## Extracted text
[Start of section]

Called a “discussion draft” of fracking regulations, the guidelines by the state Division of Oil, Gas and Geothermal Resources were much anticipated by lawmakers and the public, and their release kicks off a period of hearings among stakeholders.
DOGGR plans to hold seven different “workshops” across the state. The agency will also meet with two state lawmakers who have previously introduced fracking legislation.
The rules are a “starting point for discussion by key stakeholders – a industry, the environmental community and other regulators, as well as interested members of the public, in preparation for the more formal process, which probably will begin in early 2013,” DOGGR said.
Draft regulations include guidelines on pre-fracturing wells; providing advance 10-day notification to the state; monitoring of fracking operations; disclosure of materials used in fracturing fluid; and storage and handling of hydraulic fracturing fluids.
Under the DOGGR draft guidelines, well operators would have to disclose fracking activities and chemicals on www.fracfocus.org, although “operators are not required to post trade secrets to the Chemical Disclosure Registry.”
SEISMIC ISSUE TAKES BACK SEAT
“Noticeably absent from the draft regulations is any significant treatment of induced seismicity,” California lawyer Eric Adair said in a blog posting on his company’s website. Adair is a lawyer at Hinson Gravelle & Adair and has represented corporations, private landowners, government agencies and water supply agencies.
On its website, DOGGR said that “reports of induced seismicity associated with [fracking] are actually related to long-duration, high-volume injection of waste fluids in disposal wells. [Fracking] is a short-duration production well stimulation treatment.”
DOGGR said that “induced seismicity has not been an issue in California.”
“California has eliminated billions of barrels of water annually without any cause of alarm for seismicity,” Marshall told reporters.
Adair said separately in an interview that he thinks DOGGR “views the issue of induced seismicity as an exaggeration.”

[End of section]

## Dataset records
[Start of section]

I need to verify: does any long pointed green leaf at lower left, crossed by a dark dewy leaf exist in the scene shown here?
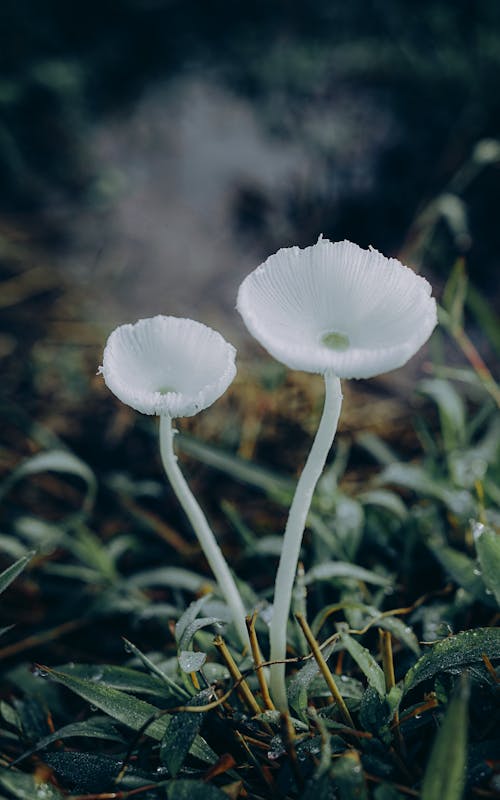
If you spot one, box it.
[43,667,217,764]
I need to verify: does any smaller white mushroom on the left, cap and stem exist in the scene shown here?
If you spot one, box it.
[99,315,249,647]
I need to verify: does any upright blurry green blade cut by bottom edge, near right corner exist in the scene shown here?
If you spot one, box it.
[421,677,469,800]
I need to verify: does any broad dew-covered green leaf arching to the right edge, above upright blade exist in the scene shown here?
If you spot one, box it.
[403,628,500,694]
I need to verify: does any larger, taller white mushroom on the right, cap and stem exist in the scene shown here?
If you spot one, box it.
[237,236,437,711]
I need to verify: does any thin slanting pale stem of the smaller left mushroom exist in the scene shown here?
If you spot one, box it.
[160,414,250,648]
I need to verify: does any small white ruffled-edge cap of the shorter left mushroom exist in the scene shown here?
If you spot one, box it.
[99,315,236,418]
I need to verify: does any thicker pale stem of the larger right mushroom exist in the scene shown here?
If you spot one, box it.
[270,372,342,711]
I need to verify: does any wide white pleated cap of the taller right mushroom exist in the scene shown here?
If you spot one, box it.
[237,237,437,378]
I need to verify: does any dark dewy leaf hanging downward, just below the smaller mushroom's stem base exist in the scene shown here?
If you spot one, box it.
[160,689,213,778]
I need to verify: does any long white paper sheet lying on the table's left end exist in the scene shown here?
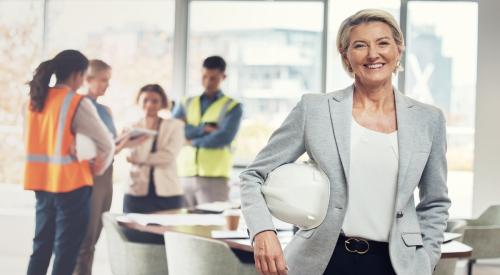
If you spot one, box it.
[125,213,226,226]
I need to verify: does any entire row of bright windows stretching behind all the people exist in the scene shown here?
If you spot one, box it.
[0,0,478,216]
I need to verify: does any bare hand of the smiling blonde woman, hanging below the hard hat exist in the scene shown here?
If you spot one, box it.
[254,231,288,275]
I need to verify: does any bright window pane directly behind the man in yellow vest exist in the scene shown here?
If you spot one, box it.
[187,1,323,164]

[End of section]
[Start of section]

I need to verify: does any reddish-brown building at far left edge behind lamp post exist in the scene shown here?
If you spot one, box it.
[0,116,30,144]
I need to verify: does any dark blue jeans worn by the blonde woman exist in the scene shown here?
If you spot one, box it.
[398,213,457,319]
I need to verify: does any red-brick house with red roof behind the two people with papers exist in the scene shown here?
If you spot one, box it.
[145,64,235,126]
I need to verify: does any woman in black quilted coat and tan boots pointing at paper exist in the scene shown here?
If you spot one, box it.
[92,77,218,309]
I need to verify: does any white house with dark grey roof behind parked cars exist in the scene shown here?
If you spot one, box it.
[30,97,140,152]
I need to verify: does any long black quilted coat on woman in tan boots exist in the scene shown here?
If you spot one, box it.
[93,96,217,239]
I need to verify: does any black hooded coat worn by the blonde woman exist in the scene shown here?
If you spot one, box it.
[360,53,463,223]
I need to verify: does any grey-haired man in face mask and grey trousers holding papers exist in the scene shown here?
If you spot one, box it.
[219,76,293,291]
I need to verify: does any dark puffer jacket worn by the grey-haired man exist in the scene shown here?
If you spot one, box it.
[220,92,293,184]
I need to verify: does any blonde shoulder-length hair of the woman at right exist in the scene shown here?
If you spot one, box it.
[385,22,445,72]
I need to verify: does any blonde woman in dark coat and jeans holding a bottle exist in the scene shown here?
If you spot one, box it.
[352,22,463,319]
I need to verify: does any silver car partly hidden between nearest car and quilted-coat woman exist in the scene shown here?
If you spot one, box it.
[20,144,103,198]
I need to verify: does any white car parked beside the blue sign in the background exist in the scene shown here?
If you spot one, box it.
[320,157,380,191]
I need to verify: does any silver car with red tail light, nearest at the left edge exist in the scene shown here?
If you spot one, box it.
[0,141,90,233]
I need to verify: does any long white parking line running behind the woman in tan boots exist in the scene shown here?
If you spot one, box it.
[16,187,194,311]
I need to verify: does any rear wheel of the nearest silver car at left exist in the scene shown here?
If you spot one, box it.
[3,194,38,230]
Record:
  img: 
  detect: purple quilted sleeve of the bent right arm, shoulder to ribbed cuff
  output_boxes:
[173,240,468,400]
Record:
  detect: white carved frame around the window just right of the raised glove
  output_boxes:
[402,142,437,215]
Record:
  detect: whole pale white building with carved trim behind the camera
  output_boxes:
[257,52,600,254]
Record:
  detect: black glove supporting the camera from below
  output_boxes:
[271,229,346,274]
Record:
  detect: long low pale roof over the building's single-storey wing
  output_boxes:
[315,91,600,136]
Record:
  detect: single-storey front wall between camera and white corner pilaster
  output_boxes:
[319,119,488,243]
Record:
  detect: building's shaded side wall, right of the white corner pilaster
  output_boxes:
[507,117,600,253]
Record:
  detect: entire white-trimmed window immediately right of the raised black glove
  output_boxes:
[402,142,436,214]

[End of section]

## Complete the following
1. Copy the piece on California's draft fracking rules word for word, starting at "On its website, DOGGR" and ending at "Marshall told reporters.".
2. Write the next part of the article on California's draft fracking rules, picking up after its final sentence.

## Responses per task
1.
On its website, DOGGR said that “reports of induced seismicity associated with [fracking] are actually related to long-duration, high-volume injection of waste fluids in disposal wells. [Fracking] is a short-duration production well stimulation treatment.”
DOGGR said that “induced seismicity has not been an issue in California.”
“California has eliminated billions of barrels of water annually without any cause of alarm for seismicity,” Marshall told reporters.

2.
“I think DOGGR looked it . . . and concluded it’s just not a significant issue,” Adair said.
Under the guidelines, well operators would be required to disclose the “trade name, supplier, and a brief description of the intended purpose of each additive contained in the hydraulic fracturing fluid,” as well as the “total volume of carrier fluid used during hydraulic fracturing” and “the estimated volume of hydraulic fracture fluid flowback that has been recovered.”
Operators would have to perform a series of evaluations before fracking a well, DOGGR said. Areas for evaluation would include pressure testing of cemented casing strings, tubing strings and well cementing, and operators also would have to show that no fracking fluids or hydrocarbons will seep into protected water zones.
The preliminary guidelines were generally as expected by industry group Western States Petroleum Association [WSPA].
“We’ve [known] for a long time we would be operating under new regulations and it appears DOGGR continues to put a lot of thought and effort into the process,” WSPA spokesman Tupper Hull said in an email.
“We appreciate that the draft regulations continue to recognize the important role hydraulic fracturing can play in energy production in California,” Hull said. “We certainly plan on participating fully in the rule making process early next year.”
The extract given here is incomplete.